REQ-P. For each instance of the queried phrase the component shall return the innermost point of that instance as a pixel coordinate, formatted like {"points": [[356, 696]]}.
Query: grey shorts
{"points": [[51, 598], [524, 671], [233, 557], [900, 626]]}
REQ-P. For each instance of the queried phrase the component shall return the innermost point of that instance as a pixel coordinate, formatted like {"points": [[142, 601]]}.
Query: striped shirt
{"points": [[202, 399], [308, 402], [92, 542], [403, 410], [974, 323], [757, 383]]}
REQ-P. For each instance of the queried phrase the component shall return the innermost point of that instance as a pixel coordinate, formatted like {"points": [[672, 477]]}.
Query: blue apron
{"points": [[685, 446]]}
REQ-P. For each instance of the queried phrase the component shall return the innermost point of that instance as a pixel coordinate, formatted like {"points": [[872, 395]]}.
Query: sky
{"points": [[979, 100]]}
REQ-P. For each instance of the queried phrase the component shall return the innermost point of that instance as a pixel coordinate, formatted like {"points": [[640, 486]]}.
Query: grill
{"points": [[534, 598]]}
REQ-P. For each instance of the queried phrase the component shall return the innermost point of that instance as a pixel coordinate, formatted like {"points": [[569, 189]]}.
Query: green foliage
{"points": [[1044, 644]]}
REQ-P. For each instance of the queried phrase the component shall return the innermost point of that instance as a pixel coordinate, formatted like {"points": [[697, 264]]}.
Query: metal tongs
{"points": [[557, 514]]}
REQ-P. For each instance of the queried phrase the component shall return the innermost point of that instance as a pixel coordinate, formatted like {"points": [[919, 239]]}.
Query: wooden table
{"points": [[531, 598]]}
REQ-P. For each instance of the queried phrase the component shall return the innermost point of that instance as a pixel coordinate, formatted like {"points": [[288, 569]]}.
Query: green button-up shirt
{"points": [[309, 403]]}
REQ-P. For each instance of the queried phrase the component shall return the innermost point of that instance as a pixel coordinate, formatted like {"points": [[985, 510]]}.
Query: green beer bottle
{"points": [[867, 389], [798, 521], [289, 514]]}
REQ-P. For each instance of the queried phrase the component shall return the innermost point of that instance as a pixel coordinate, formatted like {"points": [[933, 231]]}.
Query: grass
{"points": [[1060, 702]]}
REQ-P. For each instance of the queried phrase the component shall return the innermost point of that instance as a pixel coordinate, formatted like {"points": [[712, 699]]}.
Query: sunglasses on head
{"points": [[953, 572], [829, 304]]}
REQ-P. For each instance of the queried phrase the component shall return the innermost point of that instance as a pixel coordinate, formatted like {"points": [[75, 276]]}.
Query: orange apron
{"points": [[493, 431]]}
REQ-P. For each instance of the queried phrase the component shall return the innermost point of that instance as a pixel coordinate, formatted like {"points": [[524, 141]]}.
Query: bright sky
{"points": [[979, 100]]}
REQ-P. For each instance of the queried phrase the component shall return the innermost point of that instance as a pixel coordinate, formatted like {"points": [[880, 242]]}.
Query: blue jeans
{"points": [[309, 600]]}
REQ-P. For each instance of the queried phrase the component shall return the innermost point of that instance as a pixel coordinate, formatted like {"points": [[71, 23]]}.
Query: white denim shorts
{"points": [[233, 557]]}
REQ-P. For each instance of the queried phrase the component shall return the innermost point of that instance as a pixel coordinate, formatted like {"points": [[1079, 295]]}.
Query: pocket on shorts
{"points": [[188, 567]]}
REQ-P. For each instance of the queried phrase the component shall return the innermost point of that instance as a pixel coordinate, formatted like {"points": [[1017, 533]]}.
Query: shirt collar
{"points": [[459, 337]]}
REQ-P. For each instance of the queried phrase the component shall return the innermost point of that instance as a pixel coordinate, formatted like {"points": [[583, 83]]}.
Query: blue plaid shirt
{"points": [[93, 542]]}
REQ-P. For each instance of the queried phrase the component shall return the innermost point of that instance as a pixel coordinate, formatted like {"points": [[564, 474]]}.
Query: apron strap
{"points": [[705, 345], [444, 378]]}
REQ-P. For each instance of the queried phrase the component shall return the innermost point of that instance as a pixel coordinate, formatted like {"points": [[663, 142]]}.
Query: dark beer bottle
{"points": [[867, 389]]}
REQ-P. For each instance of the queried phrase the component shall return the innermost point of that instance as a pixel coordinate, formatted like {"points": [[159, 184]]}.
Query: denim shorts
+ + + + + + +
▸ **WORK TO COMPLETE**:
Return each line of the listing that contains the string "bottle". Case counts.

▸ **CORRECT ANSWER**:
Query: green beer bottle
Query: dark beer bottle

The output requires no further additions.